::: Excerpted data :::

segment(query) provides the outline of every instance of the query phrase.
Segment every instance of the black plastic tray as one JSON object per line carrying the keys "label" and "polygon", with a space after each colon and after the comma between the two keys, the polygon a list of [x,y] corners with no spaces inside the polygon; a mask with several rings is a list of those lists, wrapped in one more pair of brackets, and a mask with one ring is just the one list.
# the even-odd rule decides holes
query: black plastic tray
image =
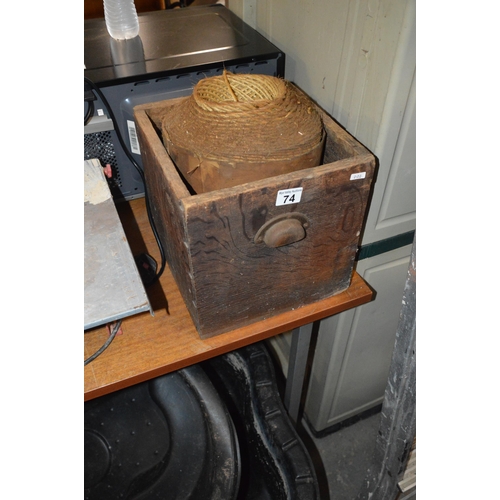
{"label": "black plastic tray", "polygon": [[85,403],[85,499],[236,498],[237,437],[191,366]]}
{"label": "black plastic tray", "polygon": [[252,344],[202,366],[238,433],[238,500],[319,499],[311,457],[283,406],[265,344]]}

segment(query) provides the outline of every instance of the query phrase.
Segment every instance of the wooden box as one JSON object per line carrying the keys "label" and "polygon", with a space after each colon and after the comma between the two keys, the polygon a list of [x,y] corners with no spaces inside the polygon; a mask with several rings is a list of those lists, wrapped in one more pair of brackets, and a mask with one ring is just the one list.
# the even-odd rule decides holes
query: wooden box
{"label": "wooden box", "polygon": [[347,289],[375,157],[318,108],[318,167],[191,194],[161,139],[176,99],[134,108],[153,219],[201,338]]}

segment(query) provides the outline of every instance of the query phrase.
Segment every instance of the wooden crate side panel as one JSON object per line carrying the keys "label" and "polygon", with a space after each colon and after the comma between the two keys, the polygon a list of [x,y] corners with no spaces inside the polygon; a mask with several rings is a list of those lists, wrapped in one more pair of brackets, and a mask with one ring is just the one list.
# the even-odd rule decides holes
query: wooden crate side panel
{"label": "wooden crate side panel", "polygon": [[370,154],[352,135],[342,128],[321,108],[317,108],[327,133],[323,163],[333,163],[345,158]]}
{"label": "wooden crate side panel", "polygon": [[[350,284],[374,172],[371,155],[183,200],[199,333],[203,338],[339,293]],[[362,179],[351,175],[365,173]],[[300,203],[276,206],[278,190]],[[269,248],[253,239],[270,219],[304,214],[302,241]]]}
{"label": "wooden crate side panel", "polygon": [[[163,101],[162,103],[170,103],[170,101]],[[151,105],[150,105],[151,106]],[[167,180],[172,195],[175,199],[180,200],[185,197],[191,196],[186,185],[182,181],[177,171],[177,168],[172,163],[170,156],[162,143],[161,137],[153,124],[157,126],[154,120],[150,119],[149,111],[144,108],[145,105],[136,106],[134,108],[134,117],[136,120],[136,127],[139,131],[139,143],[144,144],[146,156],[143,157],[144,172],[151,170],[159,170],[163,177]],[[154,114],[154,113],[153,113]]]}
{"label": "wooden crate side panel", "polygon": [[196,311],[186,243],[186,221],[179,201],[180,198],[189,197],[190,194],[179,178],[147,115],[144,111],[136,110],[135,119],[153,221],[170,270],[194,319]]}

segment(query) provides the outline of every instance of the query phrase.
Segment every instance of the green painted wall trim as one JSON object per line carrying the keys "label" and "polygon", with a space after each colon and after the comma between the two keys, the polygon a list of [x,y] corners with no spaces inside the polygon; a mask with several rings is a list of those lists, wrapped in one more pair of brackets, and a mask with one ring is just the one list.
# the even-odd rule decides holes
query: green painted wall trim
{"label": "green painted wall trim", "polygon": [[401,248],[406,245],[411,245],[413,243],[413,238],[415,236],[415,231],[408,231],[407,233],[398,234],[397,236],[392,236],[391,238],[386,238],[385,240],[376,241],[375,243],[369,243],[368,245],[363,245],[358,252],[358,257],[356,260],[367,259],[368,257],[375,257],[375,255],[380,255],[381,253],[390,252],[391,250],[396,250],[396,248]]}

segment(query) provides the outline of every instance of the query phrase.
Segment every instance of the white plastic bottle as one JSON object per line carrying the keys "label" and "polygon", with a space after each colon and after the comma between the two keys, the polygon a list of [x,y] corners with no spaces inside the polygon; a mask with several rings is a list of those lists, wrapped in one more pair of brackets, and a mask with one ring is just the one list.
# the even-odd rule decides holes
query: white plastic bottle
{"label": "white plastic bottle", "polygon": [[104,19],[109,34],[116,40],[127,40],[139,34],[134,0],[104,0]]}

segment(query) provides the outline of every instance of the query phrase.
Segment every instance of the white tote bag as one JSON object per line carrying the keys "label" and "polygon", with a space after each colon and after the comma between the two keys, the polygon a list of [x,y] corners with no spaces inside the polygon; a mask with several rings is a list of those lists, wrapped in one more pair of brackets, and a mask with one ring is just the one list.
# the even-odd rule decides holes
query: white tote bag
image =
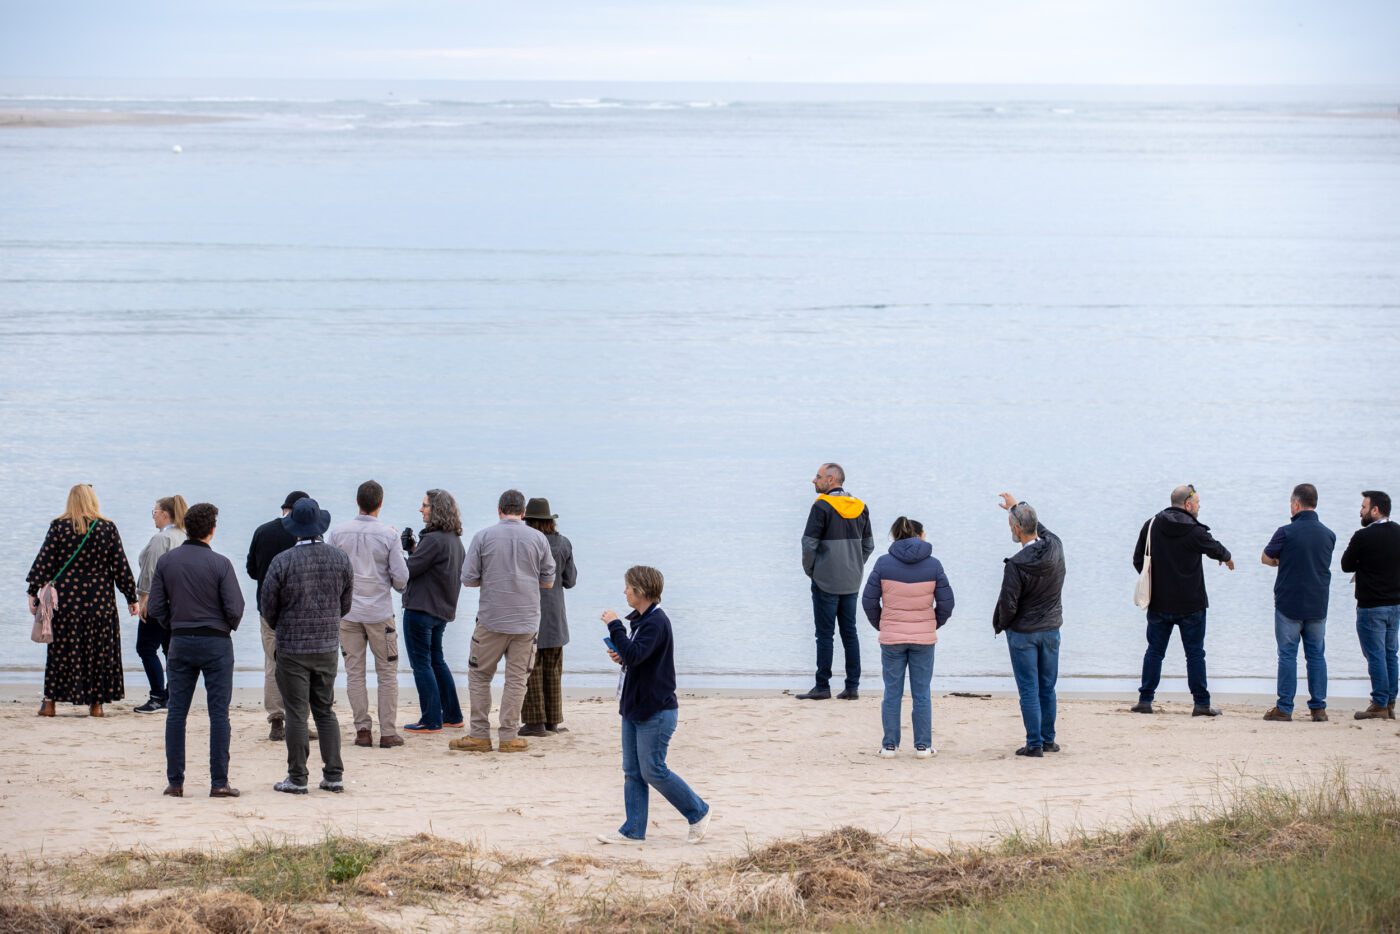
{"label": "white tote bag", "polygon": [[1137,586],[1133,588],[1133,602],[1144,610],[1152,602],[1152,523],[1156,521],[1157,517],[1153,516],[1152,521],[1147,523],[1147,543],[1142,550],[1142,573],[1138,575]]}

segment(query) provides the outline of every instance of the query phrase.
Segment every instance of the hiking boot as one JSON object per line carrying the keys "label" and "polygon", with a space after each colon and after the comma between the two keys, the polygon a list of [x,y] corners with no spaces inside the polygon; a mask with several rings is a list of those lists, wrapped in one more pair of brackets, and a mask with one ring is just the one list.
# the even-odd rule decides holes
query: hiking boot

:::

■ **Task prompt**
Return all the records above exactly, pictures omitted.

■ **Solution to the exercise**
segment(query) provides the outline of every instance of the query phrase.
Segment every instance of the black plastic tray as one JSON object per line carrying the keys "label" and "polygon", with a space after each colon and after the comma between the two keys, the polygon a list of [x,y] corners with no spaces inside the polygon; a mask with several rings is a list of those lists, wrapped in one more pair of brackets, and a mask with one ring is just the one list.
# the even-odd rule decides holes
query: black plastic tray
image =
{"label": "black plastic tray", "polygon": [[85,403],[85,499],[236,498],[237,437],[191,366]]}
{"label": "black plastic tray", "polygon": [[252,344],[202,366],[238,433],[238,500],[319,499],[311,457],[283,406],[265,344]]}

segment(query) provides the outline of every instance of the query phrase.
Segment every instance of the wooden box as one JSON object per line carrying the keys "label" and "polygon", with a space after each colon and after the comma between the two keys, the polygon a list of [x,y] corners with no spaces inside the polygon; a mask with several rings is a list of those lists, wrapped in one more pair of brackets, and a mask with one ring is just the one list.
# the even-odd rule decides holes
query: wooden box
{"label": "wooden box", "polygon": [[347,289],[375,157],[318,108],[318,167],[191,194],[161,139],[176,99],[134,108],[153,219],[201,338]]}

segment(query) provides the outline of every instance of the query phrase.
Segment every instance of the wooden crate side panel as one JSON object per line carrying the keys "label" and "polygon", with a space after each colon and after the comma between the two keys, the polygon a list of [x,y] corners with no spaces inside the polygon; a mask with several rings is a list of those lists, wrapped in one more pair of brackets, and a mask with one ring is just the one list.
# the even-odd rule decides holes
query: wooden crate side panel
{"label": "wooden crate side panel", "polygon": [[370,154],[352,135],[342,128],[321,108],[317,108],[327,133],[323,163],[333,163],[345,158]]}
{"label": "wooden crate side panel", "polygon": [[[350,284],[374,172],[371,155],[183,200],[199,333],[203,338],[339,293]],[[362,179],[351,175],[365,173]],[[300,203],[276,206],[278,190]],[[269,248],[253,239],[270,219],[304,214],[302,241]]]}
{"label": "wooden crate side panel", "polygon": [[[163,101],[162,103],[170,103],[170,101]],[[151,105],[150,105],[151,106]],[[167,180],[172,195],[175,199],[180,200],[185,197],[191,196],[186,185],[182,181],[177,171],[177,168],[172,163],[170,156],[162,143],[161,137],[153,124],[157,126],[154,120],[150,119],[149,111],[144,108],[145,105],[136,106],[134,108],[134,117],[136,120],[136,127],[139,131],[139,143],[144,144],[146,156],[143,157],[144,172],[151,170],[159,170],[163,177]],[[154,114],[154,113],[153,113]]]}
{"label": "wooden crate side panel", "polygon": [[196,311],[186,243],[186,221],[179,201],[180,198],[189,197],[190,194],[179,178],[147,115],[144,111],[136,110],[135,119],[153,221],[170,270],[194,319]]}

segment(query) provides the outline of every instance of the query phrase.
Segment every instance of the green painted wall trim as one JSON object per line carrying the keys "label" and "polygon", with a space after each colon and after the comma between the two keys, the polygon a list of [x,y] corners with no spaces inside the polygon; a mask with several rings is a list of those lists, wrapped in one more pair of brackets, and a mask with one ring is just the one list.
# the even-odd rule decides holes
query: green painted wall trim
{"label": "green painted wall trim", "polygon": [[401,248],[406,245],[411,245],[413,243],[413,238],[415,236],[415,231],[408,231],[407,233],[398,234],[397,236],[392,236],[391,238],[386,238],[385,240],[376,241],[375,243],[369,243],[368,245],[363,245],[358,252],[358,257],[356,260],[367,259],[368,257],[375,257],[375,255],[380,255],[381,253],[390,252],[391,250],[396,250],[396,248]]}

segment(query) provides the outline of every instance of the query phrase.
Segment every instance of the white plastic bottle as one JSON object per line carrying the keys "label" and "polygon", with a space after each colon and after the comma between the two keys, the polygon a list of [x,y] corners with no spaces inside the polygon; a mask with several rings is a list of those lists, wrapped in one more pair of brackets, and a mask with one ring is just the one list.
# the even-odd rule decides holes
query: white plastic bottle
{"label": "white plastic bottle", "polygon": [[104,19],[109,34],[116,40],[127,40],[139,34],[134,0],[104,0]]}

segment(query) provides the outline of every instance of the query phrase.
Segment every instance of the white tote bag as one JSON object per line carrying the keys "label" and "polygon", with a space after each colon and after the comma between the two keys, the polygon a list of [x,y] corners with no spaces inside the polygon; a mask with several rings is a list of those lists, wrapped in one more pair of brackets, and a mask with one ring is just the one list.
# the even-odd rule decides holes
query: white tote bag
image =
{"label": "white tote bag", "polygon": [[1137,586],[1133,588],[1133,602],[1144,610],[1152,602],[1152,523],[1156,521],[1157,517],[1153,516],[1152,521],[1147,523],[1147,543],[1142,550],[1142,573],[1138,575]]}

segment(query) provides the outline of every instance of the query phrase.
Segment every instance of the hiking boot as one JSON object per line carrying the keys "label" and "polygon", with a space after each colon and after the comma between the two keys, the polygon a list of [x,y] corners with no spaces inside the polygon; a mask with several rings is a list of those lists, wrapped in one more pair of brackets, and a mask with one ring is just the one list.
# the even-odd rule decides holes
query: hiking boot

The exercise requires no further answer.